Given records:
________

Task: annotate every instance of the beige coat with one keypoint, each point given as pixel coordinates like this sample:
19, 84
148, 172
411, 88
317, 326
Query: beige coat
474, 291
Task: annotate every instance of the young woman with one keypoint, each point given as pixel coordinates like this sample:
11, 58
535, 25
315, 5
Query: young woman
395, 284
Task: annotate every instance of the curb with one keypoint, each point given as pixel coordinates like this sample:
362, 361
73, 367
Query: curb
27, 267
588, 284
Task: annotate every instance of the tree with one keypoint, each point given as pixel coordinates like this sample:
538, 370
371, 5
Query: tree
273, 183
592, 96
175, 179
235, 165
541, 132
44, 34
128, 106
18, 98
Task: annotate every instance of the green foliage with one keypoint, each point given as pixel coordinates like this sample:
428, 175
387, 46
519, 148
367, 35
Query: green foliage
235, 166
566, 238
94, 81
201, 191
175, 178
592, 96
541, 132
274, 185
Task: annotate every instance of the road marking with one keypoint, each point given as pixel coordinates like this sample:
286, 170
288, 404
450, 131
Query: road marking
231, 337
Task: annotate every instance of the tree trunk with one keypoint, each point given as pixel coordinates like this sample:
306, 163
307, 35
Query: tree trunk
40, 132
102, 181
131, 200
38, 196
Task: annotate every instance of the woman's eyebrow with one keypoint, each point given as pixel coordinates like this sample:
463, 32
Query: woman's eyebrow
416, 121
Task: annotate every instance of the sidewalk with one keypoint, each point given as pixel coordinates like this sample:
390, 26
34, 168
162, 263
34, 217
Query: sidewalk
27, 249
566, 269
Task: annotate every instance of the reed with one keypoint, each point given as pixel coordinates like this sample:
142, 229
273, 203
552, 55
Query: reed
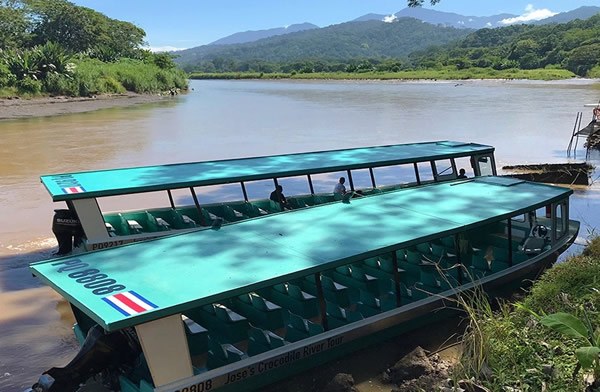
447, 73
509, 347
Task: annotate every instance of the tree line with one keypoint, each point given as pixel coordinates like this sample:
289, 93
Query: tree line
57, 47
572, 46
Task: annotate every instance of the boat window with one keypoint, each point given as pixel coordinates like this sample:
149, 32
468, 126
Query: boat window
395, 175
444, 169
425, 172
325, 182
485, 165
361, 179
182, 197
465, 163
136, 201
219, 193
260, 189
519, 218
294, 185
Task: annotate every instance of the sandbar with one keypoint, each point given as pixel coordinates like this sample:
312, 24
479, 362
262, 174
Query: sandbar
17, 108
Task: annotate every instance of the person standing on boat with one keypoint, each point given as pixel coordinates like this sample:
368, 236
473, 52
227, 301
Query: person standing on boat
339, 187
278, 197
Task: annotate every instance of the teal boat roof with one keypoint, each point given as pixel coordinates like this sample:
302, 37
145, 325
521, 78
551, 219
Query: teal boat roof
69, 186
180, 272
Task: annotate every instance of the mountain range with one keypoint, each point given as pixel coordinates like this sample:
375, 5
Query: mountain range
447, 19
371, 36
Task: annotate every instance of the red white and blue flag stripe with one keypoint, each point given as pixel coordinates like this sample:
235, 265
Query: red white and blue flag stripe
129, 303
73, 189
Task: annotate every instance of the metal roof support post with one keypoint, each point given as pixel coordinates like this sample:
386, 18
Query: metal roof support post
244, 191
396, 279
458, 258
372, 177
350, 179
509, 228
312, 189
171, 198
321, 298
197, 203
417, 173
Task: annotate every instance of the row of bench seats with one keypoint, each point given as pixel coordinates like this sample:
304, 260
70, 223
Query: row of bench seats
156, 220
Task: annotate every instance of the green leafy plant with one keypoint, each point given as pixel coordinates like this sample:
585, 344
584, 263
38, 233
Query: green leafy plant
588, 356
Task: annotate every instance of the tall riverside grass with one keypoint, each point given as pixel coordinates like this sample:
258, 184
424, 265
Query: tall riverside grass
92, 76
449, 73
509, 348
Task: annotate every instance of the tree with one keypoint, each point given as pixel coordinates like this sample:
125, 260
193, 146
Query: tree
82, 30
13, 24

________

The problem: Transcribe the preceding listing in its entirety and with exact wording, leaving out pictures.

Worked answer:
Task: annotate every instance of the beige coat with one keypoint, each point given as pixel coordinates like this sample:
19, 84
148, 172
411, 88
317, 326
Query: beige coat
474, 291
Task: annotate every instance of the young woman with one keypoint, each point given as pixel coordinates like this sample:
11, 58
535, 25
315, 5
Query: young woman
395, 284
Task: annotate every instance of the curb with one keypoint, each point given as pixel coordinates like this sample:
362, 361
73, 367
Query: curb
27, 267
588, 284
Task: annotate every instance of the tree with one keypoint, each point given as pixel coordinates like this sample:
538, 370
371, 5
Query: tree
273, 183
592, 96
175, 179
235, 165
541, 132
44, 34
128, 106
18, 98
Task: annotate every instance of the green foliage with one keypoint, each point given as pixel coordinates like this sample:
428, 175
387, 46
519, 148
367, 35
Query: green foliage
235, 166
566, 238
94, 81
201, 191
175, 178
592, 96
541, 132
274, 185
Task: annotate every instance of the road marking with one keypoint, each point given as pixel coordinates like this sample:
286, 170
288, 404
450, 131
Query: road marking
231, 337
Task: annotate every instance of the tree trunk with one keypoint, each point given as pixel coordinates like this sample:
306, 163
307, 35
Query: tree trunk
40, 132
102, 181
131, 200
38, 196
Task: annotate every instance of the woman's eyebrow with one keypoint, each point given as pixel coordinates like this sample:
463, 32
Query: woman's eyebrow
416, 121
Task: annotate every instance of the sidewalk with one keypoint, each point given as pixel coordinates like this sample:
390, 26
34, 168
162, 263
34, 217
Query: sidewalk
27, 249
566, 269
Task: annotate every instance of the reed with one keypoint, each point given as pixel coordinates like this sample:
142, 229
273, 203
552, 55
Query: reed
447, 73
509, 347
Task: annotate every instance of the tree line with one keypoint, each point given as pixel coordinates like this sample:
289, 93
Query: tree line
57, 47
572, 46
Task: annotate every instance of the boat window with one keypoint, each point given as pixel coordinates like this sample:
149, 32
468, 126
Query: boat window
395, 175
444, 169
425, 172
325, 182
485, 165
361, 179
182, 197
465, 163
136, 201
219, 193
260, 189
519, 218
294, 185
Task: annotate every instance of the sandbar with one keypoint, each point given as pixel coordinates like this sample:
312, 24
479, 362
262, 174
Query: sandbar
17, 108
Task: annotate every instance of the person standing on boat with one keypoint, each point given as pixel coordinates like this sample:
368, 236
473, 52
227, 301
Query: person standing on boat
339, 187
278, 197
Task: annotate every instance of the teal boat roof with one keypoint, each point given as pixel coordinates like this sample:
302, 37
145, 325
521, 78
551, 219
Query: teal boat roof
69, 186
180, 272
Task: annotate every instance of the mountain range with one keypoint, each point given as pixel coordinates like this sample:
375, 5
Query: mountain range
447, 19
371, 36
Task: annotate every instance of the red white and blue flag stripe with one keypoint, each point given as pixel coordinates like this sample:
235, 265
Query: red white and blue flag stripe
129, 303
73, 189
Task: annotate every instance of the metal roof support post with one keypoint, each point given as pixel coordinates like this sample:
386, 18
Query: metal roof support post
244, 191
396, 279
458, 258
372, 177
350, 179
509, 228
312, 189
171, 198
321, 298
197, 203
417, 173
Task: annotate every instance of the row of bench seats with one keypoint, each point given as pixel coordinates like this sample:
304, 260
70, 223
Query: row of bench seats
156, 220
Task: annotate every instance of the green leafy plant with one keypoint, each point given as pixel coordinates like this sample:
585, 344
584, 263
38, 233
Query: green leafy plant
588, 356
Task: annotate every instance of the tall riverside grass with one keypoint, each point given as pixel coordinates like this sample:
258, 184
424, 265
Query: tall riverside grass
92, 76
449, 73
509, 348
Task: annotate every instance of the tree with one keypoint, each point given as pixel coordinates like this sample:
125, 260
193, 146
Query: tree
82, 30
13, 24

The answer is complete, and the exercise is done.